DESCRIPTION OF DRAWINGS

[0014] FIG. 1 is a block diagram of the electronics for a three-dimensional volumetric display system.

[0015] FIG. 2 shows the architecture of the raster engine that is part of the volumetric display system of FIG. 1.

[0016] FIG. 3 shows the architecture of the graphics memory module that is part of the volumetric display system of FIG. 1.

[0017] FIG. 4 shows the architecture of the voxel routers that are part of the volumetric display system of FIG. 1.

[0018] Like reference symbols in the various drawings indicate like elements.

DETAILED DESCRIPTION

[0019] Like a computer monitor, embodiments of the invention are intended to operate connected to a host computer. The host computer performs some preprocessing of geometry information, however the rasterization and display electronics are completely contained inside the display. In the current embodiment, the display connects to the host through a SCSI-2 (wide) slave port.

[0020] In general, the volumetric display works as follows. The host computer sends image data and commands to the display system. The display system, in turn, processes this information into voxel data and stores the processed data in graphics memory until needed for display. When needed, the display system electronics then sends the image information to a projection engine which converts it to optical information by spatially modulating beams of light. Projection optics, using a projection lens and an arrangement of mirrors, directs the beams onto a revolving two-dimensional projection screen, where it forms a two-dimensional image. The two-dimensional screen rotates at about 733 RPM. The display electronics and the projection engine refresh the two-dimensional image about 5119 times per second. Each two-dimensional image forms an “image slice” of the three-dimensional volume image. At these projection and rotation rates the human visual system perceptually fuses the “image slices” into a volume-filling, three-dimensional image.

[0021] Referring to FIG. 1, system electronics 100 for a three-dimensional volumetric display include a raster engine 110, a graphics memory module 120, SLM drivers 130, 140 and 150, and a motor controller 160, all of which are separate custom printed circuit boards (PCBs). Raster engine 110 accepts volumetric or geometry-based 3-D data from the host computer, converts it into voxel data in the display-specific coordinate system, and writes it into graphics memory in graphics memory module 120. Graphics memory module 120 buffers an entire volume of data for continuous display of three colors in a three-dimensional volume. Electronics in SLM drivers 130, 140, and 150 converts the low-voltage TTL data and control signals into the analog & digital signals needed to operate each Spatial Light Modulators (SLM) 182, 184, and 186. SLMs 182, 184, and 186 modulate the red, green and blue components of a light beam to generate a colored image. This image is projected, through optics 180, onto a screen 190, which is rapidly rotated by a motor. Motor controller 160 locks the screen rotation speed and position to the volume scanning signals. System electronics 100 also includes an electronics power supply 170. All of the parts shown are contained within a display enclosure.

[0022] Raster engine 110 and graphics memory module 120 are divided through a high-speed, parallel interface with a small number of control and clock signals. Graphics memory module 120 directs motor controller 160 through a small number of low to medium speed digital signals over a small cable with discrete wires. Each of SLM drivers 130, 140, and 150 is connected to graphics memory module 120 through a high-speed, parallel interface.

- - - - -

Tasks to carry out:
1 - Return the passage of the volumetric display text between "DESCRIPTION OF DRAWINGS" and "are part of the volumetric display system of FIG. 1.", inclusive.
2 - Write the next part of the volumetric display text, picking up after its last sentence.
The data that comes next is taken from a separate source.

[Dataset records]
- - - - -

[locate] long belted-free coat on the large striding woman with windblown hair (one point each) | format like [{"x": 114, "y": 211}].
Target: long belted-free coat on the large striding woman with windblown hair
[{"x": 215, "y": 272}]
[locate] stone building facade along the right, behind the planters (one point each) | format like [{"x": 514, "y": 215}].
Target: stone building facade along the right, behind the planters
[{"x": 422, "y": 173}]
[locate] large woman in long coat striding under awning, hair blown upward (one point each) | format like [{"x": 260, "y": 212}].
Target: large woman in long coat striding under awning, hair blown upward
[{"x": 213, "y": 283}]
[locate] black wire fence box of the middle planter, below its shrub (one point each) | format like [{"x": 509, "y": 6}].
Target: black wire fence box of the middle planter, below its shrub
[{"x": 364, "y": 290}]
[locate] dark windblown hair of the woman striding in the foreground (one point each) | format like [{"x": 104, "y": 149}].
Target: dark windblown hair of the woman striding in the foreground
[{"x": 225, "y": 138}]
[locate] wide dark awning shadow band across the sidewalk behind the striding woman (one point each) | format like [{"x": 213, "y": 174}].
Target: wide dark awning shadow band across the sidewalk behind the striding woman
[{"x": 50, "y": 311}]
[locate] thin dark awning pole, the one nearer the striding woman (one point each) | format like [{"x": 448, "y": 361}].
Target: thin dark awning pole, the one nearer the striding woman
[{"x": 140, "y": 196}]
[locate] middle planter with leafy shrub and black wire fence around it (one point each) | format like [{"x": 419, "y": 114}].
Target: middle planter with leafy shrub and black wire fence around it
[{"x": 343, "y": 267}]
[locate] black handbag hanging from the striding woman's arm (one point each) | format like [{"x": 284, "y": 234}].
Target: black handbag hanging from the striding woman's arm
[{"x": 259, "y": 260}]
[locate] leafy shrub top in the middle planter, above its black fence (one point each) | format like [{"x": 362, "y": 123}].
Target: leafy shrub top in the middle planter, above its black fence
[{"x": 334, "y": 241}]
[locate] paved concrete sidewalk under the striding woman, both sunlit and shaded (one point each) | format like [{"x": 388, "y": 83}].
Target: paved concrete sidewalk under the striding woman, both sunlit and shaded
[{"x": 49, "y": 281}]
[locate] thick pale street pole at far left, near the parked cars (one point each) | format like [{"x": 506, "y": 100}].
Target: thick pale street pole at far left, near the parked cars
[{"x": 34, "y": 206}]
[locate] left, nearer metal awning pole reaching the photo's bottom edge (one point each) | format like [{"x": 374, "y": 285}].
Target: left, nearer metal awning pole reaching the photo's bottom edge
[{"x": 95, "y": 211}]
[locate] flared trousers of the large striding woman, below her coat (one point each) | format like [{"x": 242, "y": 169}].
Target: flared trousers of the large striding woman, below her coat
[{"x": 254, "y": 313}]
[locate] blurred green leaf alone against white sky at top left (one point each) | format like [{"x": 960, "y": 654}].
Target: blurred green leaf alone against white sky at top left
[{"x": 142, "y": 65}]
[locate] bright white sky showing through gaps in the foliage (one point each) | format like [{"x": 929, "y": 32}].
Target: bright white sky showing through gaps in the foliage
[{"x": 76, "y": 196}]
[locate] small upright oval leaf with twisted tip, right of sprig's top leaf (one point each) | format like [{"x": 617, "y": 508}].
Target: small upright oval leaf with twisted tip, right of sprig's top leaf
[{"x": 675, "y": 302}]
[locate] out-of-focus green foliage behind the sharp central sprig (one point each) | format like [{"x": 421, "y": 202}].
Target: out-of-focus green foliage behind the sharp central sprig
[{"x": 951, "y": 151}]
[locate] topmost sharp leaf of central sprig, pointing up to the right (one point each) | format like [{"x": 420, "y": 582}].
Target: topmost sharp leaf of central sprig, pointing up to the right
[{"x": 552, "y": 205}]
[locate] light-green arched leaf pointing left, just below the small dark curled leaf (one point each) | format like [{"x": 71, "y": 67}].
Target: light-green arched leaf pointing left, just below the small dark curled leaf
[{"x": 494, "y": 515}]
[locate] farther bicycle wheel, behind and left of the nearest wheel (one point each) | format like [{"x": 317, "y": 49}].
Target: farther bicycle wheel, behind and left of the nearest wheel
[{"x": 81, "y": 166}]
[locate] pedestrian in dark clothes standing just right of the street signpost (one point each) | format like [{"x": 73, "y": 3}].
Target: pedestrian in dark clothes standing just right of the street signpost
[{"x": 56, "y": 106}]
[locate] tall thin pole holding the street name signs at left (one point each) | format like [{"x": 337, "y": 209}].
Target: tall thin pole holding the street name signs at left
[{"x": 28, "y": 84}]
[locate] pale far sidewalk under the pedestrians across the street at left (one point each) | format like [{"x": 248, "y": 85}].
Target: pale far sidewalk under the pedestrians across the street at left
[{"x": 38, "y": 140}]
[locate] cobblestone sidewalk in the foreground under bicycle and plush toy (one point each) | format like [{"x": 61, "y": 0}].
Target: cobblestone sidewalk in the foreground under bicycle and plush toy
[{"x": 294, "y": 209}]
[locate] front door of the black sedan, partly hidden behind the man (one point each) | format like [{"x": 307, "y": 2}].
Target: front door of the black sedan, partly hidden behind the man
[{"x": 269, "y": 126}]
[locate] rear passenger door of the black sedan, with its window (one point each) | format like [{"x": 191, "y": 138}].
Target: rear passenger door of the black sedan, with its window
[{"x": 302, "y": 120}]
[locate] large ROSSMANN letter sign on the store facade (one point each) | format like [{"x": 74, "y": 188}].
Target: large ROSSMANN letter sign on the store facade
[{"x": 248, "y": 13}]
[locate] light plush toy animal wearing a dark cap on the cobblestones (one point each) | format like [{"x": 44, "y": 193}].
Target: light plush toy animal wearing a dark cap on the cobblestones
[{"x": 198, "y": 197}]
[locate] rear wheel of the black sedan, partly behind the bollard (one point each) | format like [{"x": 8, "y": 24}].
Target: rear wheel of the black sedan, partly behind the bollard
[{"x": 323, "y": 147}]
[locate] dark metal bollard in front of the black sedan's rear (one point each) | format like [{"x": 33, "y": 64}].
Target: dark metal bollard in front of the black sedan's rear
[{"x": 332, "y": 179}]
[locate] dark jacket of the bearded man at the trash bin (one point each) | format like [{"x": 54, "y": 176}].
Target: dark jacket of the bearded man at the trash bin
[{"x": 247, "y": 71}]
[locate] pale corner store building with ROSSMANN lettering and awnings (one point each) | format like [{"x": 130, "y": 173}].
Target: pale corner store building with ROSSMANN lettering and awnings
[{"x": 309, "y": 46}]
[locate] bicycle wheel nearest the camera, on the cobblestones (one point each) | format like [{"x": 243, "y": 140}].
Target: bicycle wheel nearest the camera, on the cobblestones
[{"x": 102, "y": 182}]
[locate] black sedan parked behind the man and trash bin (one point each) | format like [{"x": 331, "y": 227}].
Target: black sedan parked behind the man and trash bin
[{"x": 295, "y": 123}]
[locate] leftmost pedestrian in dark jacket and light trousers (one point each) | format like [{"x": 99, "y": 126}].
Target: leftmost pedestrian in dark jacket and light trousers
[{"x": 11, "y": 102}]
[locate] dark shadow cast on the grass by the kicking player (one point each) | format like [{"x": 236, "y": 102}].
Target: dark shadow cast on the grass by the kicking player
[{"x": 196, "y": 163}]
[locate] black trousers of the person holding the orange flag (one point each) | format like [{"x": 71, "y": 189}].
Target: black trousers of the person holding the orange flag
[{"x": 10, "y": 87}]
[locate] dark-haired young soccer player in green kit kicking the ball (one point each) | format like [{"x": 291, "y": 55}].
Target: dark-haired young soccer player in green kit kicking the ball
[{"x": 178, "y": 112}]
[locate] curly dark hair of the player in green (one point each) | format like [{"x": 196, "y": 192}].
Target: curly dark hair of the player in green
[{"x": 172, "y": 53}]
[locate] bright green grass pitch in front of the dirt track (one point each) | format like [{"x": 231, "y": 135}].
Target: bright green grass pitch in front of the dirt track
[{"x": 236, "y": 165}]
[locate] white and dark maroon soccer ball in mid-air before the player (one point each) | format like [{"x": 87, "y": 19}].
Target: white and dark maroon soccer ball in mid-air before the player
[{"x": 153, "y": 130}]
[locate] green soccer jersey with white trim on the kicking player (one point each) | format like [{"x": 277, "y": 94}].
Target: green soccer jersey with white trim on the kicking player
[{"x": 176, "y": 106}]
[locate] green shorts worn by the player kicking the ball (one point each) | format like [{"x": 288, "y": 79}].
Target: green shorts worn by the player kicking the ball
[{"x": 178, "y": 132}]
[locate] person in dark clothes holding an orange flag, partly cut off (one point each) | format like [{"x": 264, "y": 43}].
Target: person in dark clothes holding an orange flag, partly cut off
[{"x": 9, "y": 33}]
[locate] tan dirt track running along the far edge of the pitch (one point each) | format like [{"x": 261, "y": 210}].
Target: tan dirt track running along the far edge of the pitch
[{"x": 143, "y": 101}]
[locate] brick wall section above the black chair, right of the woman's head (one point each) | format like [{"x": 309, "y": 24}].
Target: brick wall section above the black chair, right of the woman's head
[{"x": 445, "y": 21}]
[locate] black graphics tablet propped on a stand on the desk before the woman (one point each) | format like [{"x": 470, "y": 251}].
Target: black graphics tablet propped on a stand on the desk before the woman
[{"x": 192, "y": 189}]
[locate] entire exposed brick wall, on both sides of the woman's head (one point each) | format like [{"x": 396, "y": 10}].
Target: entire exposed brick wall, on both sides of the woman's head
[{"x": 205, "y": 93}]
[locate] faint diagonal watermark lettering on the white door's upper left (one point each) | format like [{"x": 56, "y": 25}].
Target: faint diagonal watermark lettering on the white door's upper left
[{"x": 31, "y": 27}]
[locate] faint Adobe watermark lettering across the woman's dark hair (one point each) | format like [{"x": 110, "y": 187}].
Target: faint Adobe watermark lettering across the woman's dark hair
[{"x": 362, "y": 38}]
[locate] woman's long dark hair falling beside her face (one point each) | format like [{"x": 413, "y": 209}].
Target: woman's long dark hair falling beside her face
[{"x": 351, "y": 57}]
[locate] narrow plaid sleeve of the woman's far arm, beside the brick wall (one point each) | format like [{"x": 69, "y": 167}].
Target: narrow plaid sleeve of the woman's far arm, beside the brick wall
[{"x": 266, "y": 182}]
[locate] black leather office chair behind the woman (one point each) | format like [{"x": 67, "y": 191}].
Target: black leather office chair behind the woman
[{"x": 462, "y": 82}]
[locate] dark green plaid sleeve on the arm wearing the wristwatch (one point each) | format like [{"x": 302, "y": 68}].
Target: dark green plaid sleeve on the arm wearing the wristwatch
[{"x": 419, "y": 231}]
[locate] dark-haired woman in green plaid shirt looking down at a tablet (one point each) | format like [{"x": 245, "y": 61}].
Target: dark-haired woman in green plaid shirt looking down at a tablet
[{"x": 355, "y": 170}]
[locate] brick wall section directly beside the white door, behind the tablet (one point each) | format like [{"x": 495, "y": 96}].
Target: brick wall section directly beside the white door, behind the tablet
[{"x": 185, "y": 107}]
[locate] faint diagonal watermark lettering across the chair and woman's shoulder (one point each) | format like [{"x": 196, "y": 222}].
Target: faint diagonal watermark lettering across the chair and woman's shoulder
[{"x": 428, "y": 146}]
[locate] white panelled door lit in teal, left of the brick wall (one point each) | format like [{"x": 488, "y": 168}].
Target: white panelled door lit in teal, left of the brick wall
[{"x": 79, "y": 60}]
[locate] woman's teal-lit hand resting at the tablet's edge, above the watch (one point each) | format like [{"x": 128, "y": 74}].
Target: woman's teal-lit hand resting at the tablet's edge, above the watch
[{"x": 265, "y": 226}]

- - - - -

Task responses:
1 -
DESCRIPTION OF DRAWINGS

[0014] FIG. 1 is a block diagram of the electronics for a three-dimensional volumetric display system.

[0015] FIG. 2 shows the architecture of the raster engine that is part of the volumetric display system of FIG. 1.

[0016] FIG. 3 shows the architecture of the graphics memory module that is part of the volumetric display system of FIG. 1.

[0017] FIG. 4 shows the architecture of the voxel routers that are part of the volumetric display system of FIG. 1.

2 -
[0023] Referring to FIG. 2, raster engine 110 contains a single, powerful digital signal processing (DSP) microprocessor 210 with external memory, a SCSI controller 220, some interface switches, and a port to graphics memory module 120 (see FIG. 1). High-speed routines and critical data are expected to use the CPU's internal cache.

[0024] Program microcode and tables are contained within of Flash ROM 250 that resides at the boot address permitting the device to operate without connection to a host computer. The program microcode and tables in Flash ROM 250 can be reprogrammed using the SCSI interface providing for field upgrades.

[0025] A Scratch RAM 240, which is 16 MB of Synchronous DRAM, is also supported by the CPU. This memory is used for the geometry buffer and storage of variables that do not fit in the internal cache.

[0026] Referring again to FIG. 1, due to the CPU's addressable memory limit, access to the graphics memory module 120 is provided with a series of 32-bit ports. The ports and the functions of graphics memory module 120 are implemented with a series of FPGA's, which are un-programmed at boot time. As a result, the CPU programs the devices through the ports.

[0027] Referring to FIG. 3, graphics memory module 120 includes an address generator 310, three identical sets of graphics memory, 320, 330, and 340, and an interface 350, 360, and 370, to each SLM driver 130, 140, and 150 (see FIG. 1), respectively. Each set of graphics memory stores a full volume of voxel data for a corresponding one of the red, green, or blue portions of the three-dimensional volumetric image that is to be displayed.

[0028] Each set of graphics memory 320, 330, and 340 includes two buffers 321 and 322, 331 and 332, and 341 and 342, and a voxel router 323, 333, and 343, respectively. Voxel routers 323, 333, and 343 route data between raster engine 110 (see FIG. 1), each of buffers 321 and 322, 331 and 332, and 341 and 342, and the SLM drivers. Each of voxel router 323, 333, and 343, which is basically a large switching device that routes data into and out of the memory, is also capable of executing a few simple logic functions between data from raster engine 110 and data in the buffers. The raster engine writes to the voxel routers as though they were inside of memory and the voxel routers then make the required changes in the appropriate one of the buffers.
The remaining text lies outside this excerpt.